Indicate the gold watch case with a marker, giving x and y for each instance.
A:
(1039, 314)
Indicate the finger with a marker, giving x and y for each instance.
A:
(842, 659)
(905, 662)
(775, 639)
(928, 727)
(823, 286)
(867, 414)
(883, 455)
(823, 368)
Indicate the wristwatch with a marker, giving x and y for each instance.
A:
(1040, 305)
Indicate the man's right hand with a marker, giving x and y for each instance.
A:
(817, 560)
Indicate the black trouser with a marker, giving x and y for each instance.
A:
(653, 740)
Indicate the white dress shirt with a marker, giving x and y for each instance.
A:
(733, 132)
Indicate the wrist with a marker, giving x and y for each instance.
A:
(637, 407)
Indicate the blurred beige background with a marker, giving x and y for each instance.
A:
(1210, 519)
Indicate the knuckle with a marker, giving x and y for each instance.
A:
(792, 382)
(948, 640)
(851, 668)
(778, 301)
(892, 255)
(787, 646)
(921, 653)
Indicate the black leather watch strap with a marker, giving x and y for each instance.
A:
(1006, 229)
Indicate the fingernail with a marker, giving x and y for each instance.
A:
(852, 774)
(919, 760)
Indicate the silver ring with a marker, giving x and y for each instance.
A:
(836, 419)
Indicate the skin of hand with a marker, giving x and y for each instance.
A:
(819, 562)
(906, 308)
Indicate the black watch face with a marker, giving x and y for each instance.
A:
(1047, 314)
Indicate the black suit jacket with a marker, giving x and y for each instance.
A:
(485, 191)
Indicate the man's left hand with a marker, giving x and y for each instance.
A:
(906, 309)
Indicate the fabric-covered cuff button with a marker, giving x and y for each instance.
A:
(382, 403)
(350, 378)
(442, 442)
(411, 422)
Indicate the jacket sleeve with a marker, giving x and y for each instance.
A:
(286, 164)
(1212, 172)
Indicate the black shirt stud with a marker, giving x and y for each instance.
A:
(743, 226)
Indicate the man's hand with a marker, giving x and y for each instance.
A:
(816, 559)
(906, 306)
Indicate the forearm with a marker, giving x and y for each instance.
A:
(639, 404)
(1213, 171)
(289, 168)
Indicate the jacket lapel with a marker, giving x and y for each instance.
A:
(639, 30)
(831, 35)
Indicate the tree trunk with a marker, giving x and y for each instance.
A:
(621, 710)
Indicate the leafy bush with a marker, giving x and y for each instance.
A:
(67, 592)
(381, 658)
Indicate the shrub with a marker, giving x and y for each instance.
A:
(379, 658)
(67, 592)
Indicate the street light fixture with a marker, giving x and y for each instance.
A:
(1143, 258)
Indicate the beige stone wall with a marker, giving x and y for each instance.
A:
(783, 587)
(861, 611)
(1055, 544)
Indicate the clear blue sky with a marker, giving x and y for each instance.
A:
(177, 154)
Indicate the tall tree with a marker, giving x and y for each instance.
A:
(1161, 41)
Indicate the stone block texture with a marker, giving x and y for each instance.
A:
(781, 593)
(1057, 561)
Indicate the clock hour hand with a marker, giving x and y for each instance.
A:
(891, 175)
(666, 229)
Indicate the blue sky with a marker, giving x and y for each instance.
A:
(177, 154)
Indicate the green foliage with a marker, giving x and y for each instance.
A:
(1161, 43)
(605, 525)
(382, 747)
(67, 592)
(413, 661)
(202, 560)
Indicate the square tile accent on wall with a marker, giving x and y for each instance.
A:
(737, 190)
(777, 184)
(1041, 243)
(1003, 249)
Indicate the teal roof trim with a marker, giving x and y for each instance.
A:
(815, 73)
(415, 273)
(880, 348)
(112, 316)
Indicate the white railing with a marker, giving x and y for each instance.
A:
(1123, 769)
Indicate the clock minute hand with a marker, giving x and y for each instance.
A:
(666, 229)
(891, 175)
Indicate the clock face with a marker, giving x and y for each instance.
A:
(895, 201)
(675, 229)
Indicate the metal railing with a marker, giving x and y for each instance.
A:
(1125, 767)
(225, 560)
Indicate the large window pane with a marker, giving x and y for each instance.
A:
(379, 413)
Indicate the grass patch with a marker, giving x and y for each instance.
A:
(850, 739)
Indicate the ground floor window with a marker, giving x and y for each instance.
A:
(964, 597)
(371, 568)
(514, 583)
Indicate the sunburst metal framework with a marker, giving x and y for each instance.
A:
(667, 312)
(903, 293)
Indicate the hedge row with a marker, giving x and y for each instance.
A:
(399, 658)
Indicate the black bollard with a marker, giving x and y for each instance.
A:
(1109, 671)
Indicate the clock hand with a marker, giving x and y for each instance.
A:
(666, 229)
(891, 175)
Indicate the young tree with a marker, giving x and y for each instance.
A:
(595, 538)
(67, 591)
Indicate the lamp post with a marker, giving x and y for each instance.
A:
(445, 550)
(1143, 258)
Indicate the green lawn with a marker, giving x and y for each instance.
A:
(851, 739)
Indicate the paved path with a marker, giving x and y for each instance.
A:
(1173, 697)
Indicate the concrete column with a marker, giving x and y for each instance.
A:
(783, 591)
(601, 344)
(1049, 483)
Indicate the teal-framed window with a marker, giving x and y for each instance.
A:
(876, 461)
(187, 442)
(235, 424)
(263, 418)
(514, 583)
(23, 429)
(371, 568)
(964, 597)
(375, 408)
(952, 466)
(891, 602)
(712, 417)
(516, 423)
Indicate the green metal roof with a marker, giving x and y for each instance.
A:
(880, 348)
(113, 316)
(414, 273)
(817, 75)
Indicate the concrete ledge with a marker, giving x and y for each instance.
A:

▶ [STATED EXERCISE] Send back all of the entries exactly, with nothing missing.

▶ [COMPLETED TASK]
Indicate the gold watch case with a marker, giving x and y for each instance.
A:
(1039, 314)
Indicate the finger with a marker, giving x and y for each instance.
A:
(842, 659)
(905, 662)
(775, 639)
(928, 727)
(823, 286)
(867, 414)
(883, 455)
(823, 368)
Indicate the wristwatch with a marker, giving x and y for each instance.
A:
(1040, 305)
Indicate the man's right hand with a marker, giving x and y for each instance.
A:
(817, 560)
Indicate the black trouser with a marker, giving x and y for each instance.
A:
(653, 740)
Indicate the white dress shirt with a marker, giving x and y for each instance.
A:
(733, 132)
Indicate the wrist with a marker, giving x and y for each instance.
A:
(637, 407)
Indicate the blurred beige background with a marker, giving x and y for each instance.
A:
(1210, 519)
Indicate the knuckle with a marker, giving x and y for each instance.
A:
(792, 382)
(948, 640)
(851, 668)
(778, 301)
(892, 255)
(787, 646)
(921, 653)
Indicate the black leather watch strap with a marker, giving x and y for each instance.
A:
(1006, 229)
Indicate the fingernail with a marker, giving x and y for each instance.
A:
(852, 774)
(919, 760)
Indicate the silver ring with a marker, giving x and y for each instance.
A:
(836, 419)
Indicate the skin of hand with a marker, giving x and y for each instance.
A:
(819, 562)
(906, 308)
Indicate the black watch face with a marker, giving x and y for each instance.
A:
(1047, 314)
Indicate the black suit jacket with a marker, giving x and y for each instance.
A:
(485, 191)
Indicate the man's left hand with a marker, giving x and y for each instance.
A:
(906, 309)
Indicate the fabric-covered cuff button with a marker, giving x and y for each instance.
A:
(382, 403)
(350, 378)
(442, 442)
(411, 422)
Indicate the jacket sleeve with a marker, giving x and y for each instance.
A:
(286, 164)
(1212, 172)
Indicate the black shirt stud with a marker, giving x and y for each instance.
A:
(743, 226)
Indicate the man's hand with a marker, giving x and y for each instance.
A:
(816, 559)
(906, 306)
Indicate the forearm with a marker, giving x and y for each instance.
A:
(639, 404)
(1213, 171)
(289, 168)
Indicate the jacket lapel with a marker, giving x and y for each instance.
A:
(639, 30)
(831, 35)
Indicate the tree trunk with a marker, giving x and y for each instance.
A:
(621, 710)
Indicate the leafy bush with a marker, giving x and y for each instance.
A:
(67, 592)
(381, 658)
Indicate the shrub with a marker, giving x and y for each instance.
A:
(379, 658)
(67, 592)
Indicate the street light fixture with a marker, giving x and y for each instance.
A:
(1143, 258)
Indicate the beige stone wall with a marker, giving x and y for each instance.
A:
(783, 587)
(861, 611)
(1055, 544)
Indicate the clear blue sky with a marker, giving x and y for each instance.
A:
(177, 154)
Indicate the tall tree with a marker, giving x and y for each instance.
A:
(1161, 41)
Indicate the stone block texture with a marker, giving x and y for each instance.
A:
(781, 593)
(1057, 561)
Indicate the clock hour hand with a marker, giving x and y for each instance.
A:
(891, 175)
(666, 229)
Indicate the blue sky with a marker, giving x and y for each instance.
A:
(177, 154)
Indicate the green foliage with a marker, giving x and y for each instance.
A:
(1161, 43)
(605, 525)
(382, 747)
(67, 592)
(413, 661)
(202, 560)
Indicate the square tile accent on wall with a marker, giving x and y for each instance.
A:
(737, 190)
(777, 184)
(1041, 243)
(1003, 249)
Indicate the teal roof trim with a marker, giving x and y for each instance.
A:
(815, 73)
(415, 273)
(880, 348)
(112, 316)
Indicate the white railing with a marker, giving x and y for each instance.
A:
(1123, 769)
Indicate the clock minute hand with a marker, giving x and y for each instance.
A:
(666, 229)
(891, 175)
Indicate the clock face with a marker, giving x and y for each instance.
A:
(895, 201)
(675, 229)
Indicate the metal railing with a marker, giving x and y for each instance.
A:
(1125, 767)
(225, 560)
Indicate the large window pane with a marker, giving x and y for each instance.
A:
(379, 413)
Indicate the grass patch with a marker, giving x and y for each instance.
A:
(850, 739)
Indicate the ground floor window with a marker, giving x and y for each instance.
A:
(964, 597)
(371, 568)
(514, 583)
Indicate the sunburst metal framework with a marker, giving x and y for each instance.
A:
(667, 312)
(903, 293)
Indicate the hedge row with a marker, giving x and y for each instance.
A:
(399, 658)
Indicate the black bollard with a marker, giving x and y for each instance.
A:
(1109, 671)
Indicate the clock hand with a marker, giving x and y for each instance.
A:
(666, 229)
(891, 175)
Indicate the young tree with a marker, giving x and y for each instance.
A:
(595, 538)
(67, 591)
Indicate the lamp post with a marker, giving x and y for each instance.
A:
(445, 550)
(1143, 258)
Indicate the green lawn with a marker, giving x and y for each instance.
A:
(851, 739)
Indicate the paved path with a marker, giving x and y for each instance.
A:
(1173, 697)
Indicate the concrete column with a marker, giving x and y for each instance.
A:
(783, 591)
(601, 344)
(1049, 483)
Indicate the teal-framed window with a marker, giving x and y for each instance.
A:
(876, 461)
(187, 442)
(235, 424)
(263, 418)
(514, 583)
(23, 429)
(371, 568)
(964, 597)
(375, 408)
(952, 466)
(891, 602)
(712, 417)
(516, 423)
Indicate the green metal roof with a marker, giving x and y for each instance.
A:
(880, 348)
(113, 316)
(414, 273)
(817, 75)
Indicate the concrete ledge with a marker, giving x and y for each instance.
A:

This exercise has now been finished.